● **EXTRACT TO READ**:
····················

LAKEVILLE, Minn. — During recent weeks, several U.S. governors have announced emergency executive actions to restrict or ban the sale of flavored nicotine vapor products. In Massachusetts, Gov. Charlie Baker took things one step further and temporarily banned the sale of all nicotine vapor products. Each of the respective state actions raises similar legal issues.
Normally, to change the law, the legislative process must be engaged. Legislators propose bills, legislative committees hold public hearings and take public testimony, and committees and full legislatures consider amendments to bills as introduced. Bills that are favorably passed in the legislature are sent to governors who can either sign them into law or veto them. In the recent cases, however, governors are exercising emergency powers to circumvent the normal legislative process.
The latest governor to take executive action targeting nicotine vapor products is Washington Gov. Jay Inslee, who last Friday issued an executive order directing the Washington State Board of Health to draft emergency regulations prohibiting the sale of all flavored electronic nicotine devices, including flavored THC (cannabis) cartridges. Inslee’s action is the first to target THC cartridges that increasingly appear to be at the center of controversy regarding a recent and serious outbreak of lung problems resulting in at least eight deaths. The U.S. Food and Drug Administration (FDA) has specifically warned consumers about THC vapor cartridges and the U.S. Centers for Disease Control and Prevention (CDC) recently issued a similar warning about THC cartridges.

····················

● **DATA PROVIDED**:
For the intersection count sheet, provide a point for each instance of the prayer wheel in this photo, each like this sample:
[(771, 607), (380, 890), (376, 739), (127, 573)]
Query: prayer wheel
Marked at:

····················

● **TASK 1**:
Return the passage of the article on vaping-product bans that begins at "Normally, to change" and stops after "normal legislative process.", reproducing it word for word.
● **TASK 2**:
Render this sentence from the article on vaping-product bans into Spanish: "Normally, to change the law, the legislative process must be engaged."
● **TASK 3**:
Extend the article on vaping-product bans with new text that picks up right after its last sentence.

● **RESPONSE AREA 1**:
Normally, to change the law, the legislative process must be engaged. Legislators propose bills, legislative committees hold public hearings and take public testimony, and committees and full legislatures consider amendments to bills as introduced. Bills that are favorably passed in the legislature are sent to governors who can either sign them into law or veto them. In the recent cases, however, governors are exercising emergency powers to circumvent the normal legislative process.

● **RESPONSE AREA 2**:
Normalmente, para cambiar la ley, se debe recurrir al proceso legislativo.

● **RESPONSE AREA 3**:
Other states that have taken executive action to ban or restrict flavored vaping products include Michigan and New York. On Sept. 4, Michigan Gov. Gretchen Whitmer announced an emergency order to ban flavored nicotine vapor products. New York Gov. Andrew Cuomo announced an emergency rule to ban the sale of flavored nicotine vapor products Sept. 17, and the action prompted a quick legal challenge brought by the Vapor Technology Association and affected New York businesses. Last Friday, a New York Supreme Court judge (the Supreme Court is the district court in New York) rejected plaintiffs’ request for a temporary restraining order enjoining immediate enforcement of the law.
On the day after Baker announced an emergency ban on the sale of vapor products in Massachusetts, Rhode Island Gov. Gina Raimondo followed with an executive order banning the sale of flavored e-liquids and products containing e-liquid. Previously, in announcing actions he would take to address underage vaping, California Gov. Gavin Newsom stopped short of attempting to ban flavored products by executive order. He indicated that while he personally favored a ban on flavored vapor products, he had been advised by legal counsel that he did not have authority to enact such a ban without legislative action.
Newsom’s interpretation of law in California gets to the crux of the issue likely to be at the center of litigation surrounding cases in different states. Short of legislatures overturning executive action, courts are likely to determine the scope of executive authority and whether that authority was exercised appropriately.